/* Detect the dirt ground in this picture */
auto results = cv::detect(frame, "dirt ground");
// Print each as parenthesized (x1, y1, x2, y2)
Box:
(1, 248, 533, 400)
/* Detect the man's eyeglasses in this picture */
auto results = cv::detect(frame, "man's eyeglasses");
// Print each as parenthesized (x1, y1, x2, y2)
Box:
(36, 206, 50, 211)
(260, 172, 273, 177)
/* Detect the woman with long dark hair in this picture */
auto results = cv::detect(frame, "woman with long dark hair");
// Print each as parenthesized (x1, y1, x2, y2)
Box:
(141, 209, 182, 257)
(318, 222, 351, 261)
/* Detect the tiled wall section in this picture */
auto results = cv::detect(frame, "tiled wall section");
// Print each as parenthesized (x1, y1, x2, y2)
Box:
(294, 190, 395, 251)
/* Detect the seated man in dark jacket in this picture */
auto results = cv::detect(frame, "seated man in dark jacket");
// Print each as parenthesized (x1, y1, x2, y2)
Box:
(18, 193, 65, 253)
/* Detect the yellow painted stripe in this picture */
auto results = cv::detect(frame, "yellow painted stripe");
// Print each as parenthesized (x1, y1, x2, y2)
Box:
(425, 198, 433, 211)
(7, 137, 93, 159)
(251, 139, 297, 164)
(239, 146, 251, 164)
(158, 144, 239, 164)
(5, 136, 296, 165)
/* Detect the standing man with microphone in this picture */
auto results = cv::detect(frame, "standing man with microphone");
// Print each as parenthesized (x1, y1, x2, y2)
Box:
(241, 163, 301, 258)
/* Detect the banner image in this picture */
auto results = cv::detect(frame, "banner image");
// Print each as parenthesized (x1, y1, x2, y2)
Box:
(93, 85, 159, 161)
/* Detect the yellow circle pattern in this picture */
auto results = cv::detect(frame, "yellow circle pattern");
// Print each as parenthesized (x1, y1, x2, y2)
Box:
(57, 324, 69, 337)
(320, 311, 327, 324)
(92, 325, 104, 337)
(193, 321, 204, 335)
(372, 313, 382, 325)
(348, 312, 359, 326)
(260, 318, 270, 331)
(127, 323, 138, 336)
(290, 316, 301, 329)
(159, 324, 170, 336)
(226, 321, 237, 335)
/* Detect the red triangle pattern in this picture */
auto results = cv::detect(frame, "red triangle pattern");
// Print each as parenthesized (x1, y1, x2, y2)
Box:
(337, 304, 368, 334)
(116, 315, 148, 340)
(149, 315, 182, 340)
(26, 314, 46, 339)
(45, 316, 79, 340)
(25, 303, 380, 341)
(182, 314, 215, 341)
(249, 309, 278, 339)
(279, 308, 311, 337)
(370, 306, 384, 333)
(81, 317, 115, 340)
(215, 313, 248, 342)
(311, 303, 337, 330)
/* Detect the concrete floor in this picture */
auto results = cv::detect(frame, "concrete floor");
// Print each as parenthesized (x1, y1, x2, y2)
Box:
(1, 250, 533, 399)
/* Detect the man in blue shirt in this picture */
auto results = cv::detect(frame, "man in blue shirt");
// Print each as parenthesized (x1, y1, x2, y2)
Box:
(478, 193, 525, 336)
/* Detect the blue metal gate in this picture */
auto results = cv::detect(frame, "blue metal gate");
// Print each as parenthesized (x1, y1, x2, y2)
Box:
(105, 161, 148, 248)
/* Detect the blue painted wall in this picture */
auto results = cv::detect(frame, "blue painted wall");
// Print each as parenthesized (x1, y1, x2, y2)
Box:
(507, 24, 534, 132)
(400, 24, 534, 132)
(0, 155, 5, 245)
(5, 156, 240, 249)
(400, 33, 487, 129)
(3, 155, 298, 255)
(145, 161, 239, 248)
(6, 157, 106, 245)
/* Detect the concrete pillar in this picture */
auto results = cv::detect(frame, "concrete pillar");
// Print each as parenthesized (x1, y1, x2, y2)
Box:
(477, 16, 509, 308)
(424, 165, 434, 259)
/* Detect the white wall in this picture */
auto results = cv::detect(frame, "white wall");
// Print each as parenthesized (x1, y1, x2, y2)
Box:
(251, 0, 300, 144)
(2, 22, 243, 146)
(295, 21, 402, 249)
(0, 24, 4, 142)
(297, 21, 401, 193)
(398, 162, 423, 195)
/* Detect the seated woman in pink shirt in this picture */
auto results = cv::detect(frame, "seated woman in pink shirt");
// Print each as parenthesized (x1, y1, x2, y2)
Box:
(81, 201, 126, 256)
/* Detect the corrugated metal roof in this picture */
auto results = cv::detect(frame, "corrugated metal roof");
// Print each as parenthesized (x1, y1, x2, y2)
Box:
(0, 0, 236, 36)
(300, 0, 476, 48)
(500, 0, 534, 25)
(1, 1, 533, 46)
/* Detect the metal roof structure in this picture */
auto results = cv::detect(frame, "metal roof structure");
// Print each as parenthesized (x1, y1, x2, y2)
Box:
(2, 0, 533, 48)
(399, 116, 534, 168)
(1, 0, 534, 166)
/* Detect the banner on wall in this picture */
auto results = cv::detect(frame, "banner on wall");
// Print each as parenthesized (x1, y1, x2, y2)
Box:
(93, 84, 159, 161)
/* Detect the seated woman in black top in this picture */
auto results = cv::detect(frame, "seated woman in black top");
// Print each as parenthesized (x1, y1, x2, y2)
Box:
----
▸ **Your assignment**: Write out the whole listing exactly.

▸ **Exercise solution**:
/* Detect the dirt ground in this picture */
auto results = cv::detect(frame, "dirt ground");
// Print each as parenthesized (x1, y1, x2, y2)
Box:
(1, 248, 533, 400)
/* Detect the man's eyeglasses in this picture */
auto results = cv::detect(frame, "man's eyeglasses");
// Print each as parenthesized (x1, y1, x2, y2)
Box:
(36, 206, 50, 211)
(260, 172, 273, 177)
/* Detect the woman with long dark hair in this picture */
auto results = cv::detect(frame, "woman with long dark hair");
// Print each as parenthesized (x1, y1, x2, y2)
Box:
(141, 209, 182, 257)
(318, 222, 351, 261)
/* Detect the tiled wall section in this picture */
auto results = cv::detect(frame, "tiled wall section");
// Print each as parenthesized (x1, y1, x2, y2)
Box:
(294, 190, 395, 251)
/* Detect the seated man in dark jacket in this picture */
auto results = cv::detect(frame, "seated man in dark jacket");
// Print each as parenthesized (x1, y1, x2, y2)
Box:
(18, 193, 65, 253)
/* Detect the yellow painted stripe in this picture */
auto results = cv::detect(frame, "yellow painted stripe");
// Print each as parenthesized (x1, y1, x2, y2)
Box:
(425, 198, 433, 211)
(7, 137, 93, 159)
(251, 139, 297, 164)
(239, 146, 251, 164)
(158, 144, 239, 164)
(5, 136, 296, 165)
/* Detect the standing man with microphone in this picture */
auto results = cv::detect(frame, "standing man with microphone");
// Print each as parenthesized (x1, y1, x2, y2)
Box:
(241, 163, 301, 258)
/* Detect the banner image in this picture */
auto results = cv::detect(frame, "banner image");
// Print each as parenthesized (x1, y1, x2, y2)
Box:
(93, 85, 159, 161)
/* Detect the yellow circle pattern in this picture */
auto results = cv::detect(frame, "yellow circle pattern");
// Print each as parenthesized (x1, y1, x2, y2)
Box:
(57, 324, 69, 337)
(320, 311, 327, 324)
(92, 325, 104, 337)
(193, 321, 204, 335)
(372, 313, 382, 325)
(348, 312, 359, 326)
(260, 318, 270, 331)
(127, 323, 138, 336)
(290, 316, 301, 329)
(159, 324, 170, 336)
(226, 321, 237, 335)
/* Detect the red triangle pattern in this picture */
auto results = cv::detect(frame, "red triangle pattern");
// Print each as parenthesized (x1, y1, x2, y2)
Box:
(337, 304, 368, 334)
(116, 315, 148, 340)
(149, 315, 182, 340)
(26, 314, 46, 339)
(45, 316, 79, 340)
(25, 303, 380, 341)
(182, 314, 215, 341)
(249, 309, 278, 339)
(279, 308, 311, 337)
(370, 306, 384, 333)
(81, 317, 115, 340)
(215, 313, 248, 342)
(311, 303, 337, 330)
/* Detect the concrete floor in this picture */
auto results = cv::detect(frame, "concrete floor");
// Print each as parenthesized (x1, y1, x2, y2)
Box:
(1, 250, 533, 399)
/* Detect the man in blue shirt in this picture */
auto results = cv::detect(frame, "man in blue shirt");
// Print each as parenthesized (x1, y1, x2, y2)
Box:
(478, 193, 525, 336)
/* Detect the blue metal gate in this picture */
auto results = cv::detect(frame, "blue metal gate");
// Print each as parenthesized (x1, y1, x2, y2)
Box:
(105, 161, 148, 248)
/* Detect the blue painted wall in this picture */
auto results = cv::detect(frame, "blue painted wall");
// Print each as parenthesized (x1, y1, x2, y2)
Box:
(507, 24, 534, 132)
(400, 24, 534, 132)
(0, 155, 5, 245)
(5, 156, 240, 249)
(400, 33, 487, 129)
(3, 155, 298, 255)
(145, 161, 239, 248)
(6, 157, 106, 245)
/* Detect the concrete pillar in this picture */
auto results = cv::detect(frame, "concrete pillar");
// Print each as parenthesized (x1, y1, x2, y2)
Box:
(477, 16, 509, 308)
(424, 165, 434, 259)
/* Detect the white wall in this picture */
auto results = cv::detect(frame, "white wall");
// Print each as parenthesized (x1, y1, x2, y2)
Box:
(251, 0, 300, 144)
(2, 22, 243, 146)
(295, 21, 402, 249)
(0, 24, 4, 142)
(297, 21, 401, 193)
(398, 162, 423, 195)
/* Detect the seated woman in pink shirt in this picture */
auto results = cv::detect(frame, "seated woman in pink shirt");
// Print each as parenthesized (x1, y1, x2, y2)
Box:
(81, 201, 126, 256)
/* Detect the corrugated metal roof in this picture */
auto results = cv::detect(frame, "corrugated metal roof");
// Print each as parenthesized (x1, y1, x2, y2)
Box:
(0, 0, 236, 36)
(300, 0, 476, 48)
(500, 0, 534, 25)
(1, 1, 533, 46)
/* Detect the metal roof structure in this picture */
auto results = cv::detect(frame, "metal roof structure");
// Print each as parenthesized (x1, y1, x2, y2)
Box:
(2, 0, 533, 48)
(399, 116, 534, 168)
(1, 0, 534, 166)
/* Detect the banner on wall in this picture */
auto results = cv::detect(frame, "banner on wall");
// Print each as parenthesized (x1, y1, x2, y2)
Box:
(93, 84, 159, 161)
/* Detect the seated woman in black top in this picture */
auto results = cv::detect(frame, "seated woman in black top");
// Print each as parenthesized (x1, y1, x2, y2)
Box:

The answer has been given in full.